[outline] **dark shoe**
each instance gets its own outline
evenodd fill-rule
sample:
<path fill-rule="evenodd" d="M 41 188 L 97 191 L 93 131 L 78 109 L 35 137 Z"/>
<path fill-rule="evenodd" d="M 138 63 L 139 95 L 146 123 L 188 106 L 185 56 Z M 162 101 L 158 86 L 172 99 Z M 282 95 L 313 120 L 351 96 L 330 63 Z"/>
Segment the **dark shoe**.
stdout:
☆ ☆ ☆
### What is asked
Could you switch every "dark shoe" in the items above to "white sneaker" and write the lines out again with nothing else changed?

### Solution for this problem
[outline] **white sneaker**
each instance gets its own outline
evenodd fill-rule
sample:
<path fill-rule="evenodd" d="M 41 188 L 97 191 L 93 131 L 78 109 L 35 137 Z"/>
<path fill-rule="evenodd" d="M 138 63 L 139 95 L 146 123 L 188 106 L 185 56 Z M 162 101 L 158 86 L 172 99 Z M 282 95 L 313 120 L 351 96 L 330 63 Z"/>
Segment the **white sneaker**.
stdout:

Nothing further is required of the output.